**Data provided**
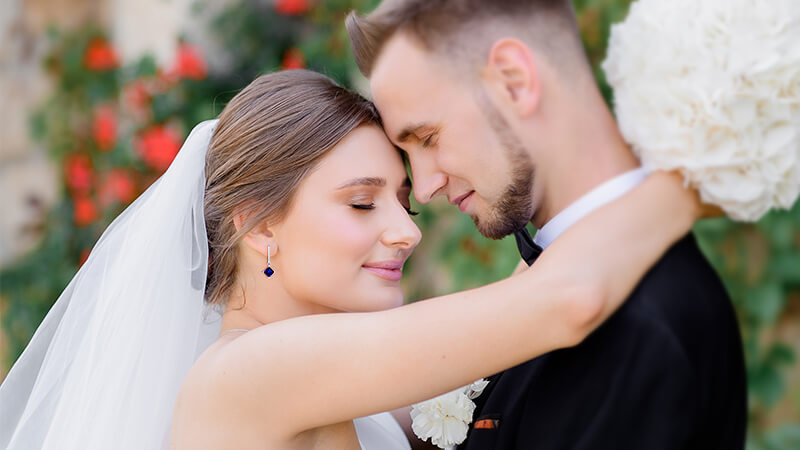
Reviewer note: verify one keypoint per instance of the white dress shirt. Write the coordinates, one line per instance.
(608, 191)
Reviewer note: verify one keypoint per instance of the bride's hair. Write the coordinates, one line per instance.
(269, 136)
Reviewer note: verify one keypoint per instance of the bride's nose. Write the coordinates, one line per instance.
(401, 231)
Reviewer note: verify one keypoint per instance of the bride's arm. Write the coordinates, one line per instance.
(302, 373)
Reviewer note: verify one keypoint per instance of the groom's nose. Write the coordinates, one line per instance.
(429, 180)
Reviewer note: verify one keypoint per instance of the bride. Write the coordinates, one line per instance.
(285, 213)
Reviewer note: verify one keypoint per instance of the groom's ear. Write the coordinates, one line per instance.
(512, 75)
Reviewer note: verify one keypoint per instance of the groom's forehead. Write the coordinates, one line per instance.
(404, 84)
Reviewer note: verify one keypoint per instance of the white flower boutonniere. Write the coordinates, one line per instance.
(446, 418)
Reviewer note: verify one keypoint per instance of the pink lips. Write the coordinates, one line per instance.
(388, 270)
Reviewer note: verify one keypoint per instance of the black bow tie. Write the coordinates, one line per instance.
(527, 248)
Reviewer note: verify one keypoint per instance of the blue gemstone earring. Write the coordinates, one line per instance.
(268, 271)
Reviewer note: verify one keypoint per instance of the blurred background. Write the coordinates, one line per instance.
(98, 96)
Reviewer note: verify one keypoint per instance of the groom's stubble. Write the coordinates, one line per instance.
(515, 208)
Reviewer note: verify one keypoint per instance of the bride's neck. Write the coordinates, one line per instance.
(255, 302)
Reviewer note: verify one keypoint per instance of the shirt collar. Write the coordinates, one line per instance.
(606, 192)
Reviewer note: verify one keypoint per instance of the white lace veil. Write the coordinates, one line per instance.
(104, 368)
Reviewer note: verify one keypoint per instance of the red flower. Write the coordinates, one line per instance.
(189, 63)
(78, 173)
(291, 7)
(99, 56)
(293, 59)
(158, 146)
(83, 211)
(104, 128)
(118, 186)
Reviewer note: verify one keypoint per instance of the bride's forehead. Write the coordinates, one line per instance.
(364, 148)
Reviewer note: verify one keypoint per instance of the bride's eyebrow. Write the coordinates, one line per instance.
(364, 181)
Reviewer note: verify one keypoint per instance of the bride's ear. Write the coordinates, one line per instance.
(259, 238)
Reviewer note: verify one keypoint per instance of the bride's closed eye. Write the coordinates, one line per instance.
(371, 206)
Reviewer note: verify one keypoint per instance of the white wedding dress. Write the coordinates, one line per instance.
(380, 432)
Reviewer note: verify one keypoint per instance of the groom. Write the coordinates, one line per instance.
(497, 108)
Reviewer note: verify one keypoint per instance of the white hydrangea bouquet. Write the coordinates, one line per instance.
(445, 419)
(711, 88)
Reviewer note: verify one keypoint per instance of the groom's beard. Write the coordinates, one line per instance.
(514, 209)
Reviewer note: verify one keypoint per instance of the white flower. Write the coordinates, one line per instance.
(445, 419)
(712, 88)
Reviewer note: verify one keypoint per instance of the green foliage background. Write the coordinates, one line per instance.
(759, 263)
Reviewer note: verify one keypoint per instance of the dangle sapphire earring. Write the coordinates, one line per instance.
(268, 271)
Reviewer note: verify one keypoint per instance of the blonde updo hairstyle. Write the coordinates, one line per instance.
(269, 136)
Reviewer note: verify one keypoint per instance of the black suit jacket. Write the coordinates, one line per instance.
(665, 371)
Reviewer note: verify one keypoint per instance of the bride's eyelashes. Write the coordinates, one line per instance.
(371, 206)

**To be done**
Give back exactly the lines that run from the line with "Reviewer note: verify one keypoint per instance of the dangle" through the close of the material, counting both ends, and nothing more.

**Result**
Reviewer note: verify one keypoint per instance of the dangle sapphire earring. Write the coordinates, one line per instance.
(268, 271)
Reviewer note: verify one keypoint per instance of the blonde updo hairstyle. Write the coordinates, one line per instance.
(269, 136)
Reviewer note: verify one keypoint per instance of the black suit jacket. Write the coordinates, one line per instance.
(665, 371)
Reviewer note: verify one keypoint per instance of the bride's eyelashes. Write the coordinates, one line per instance.
(371, 206)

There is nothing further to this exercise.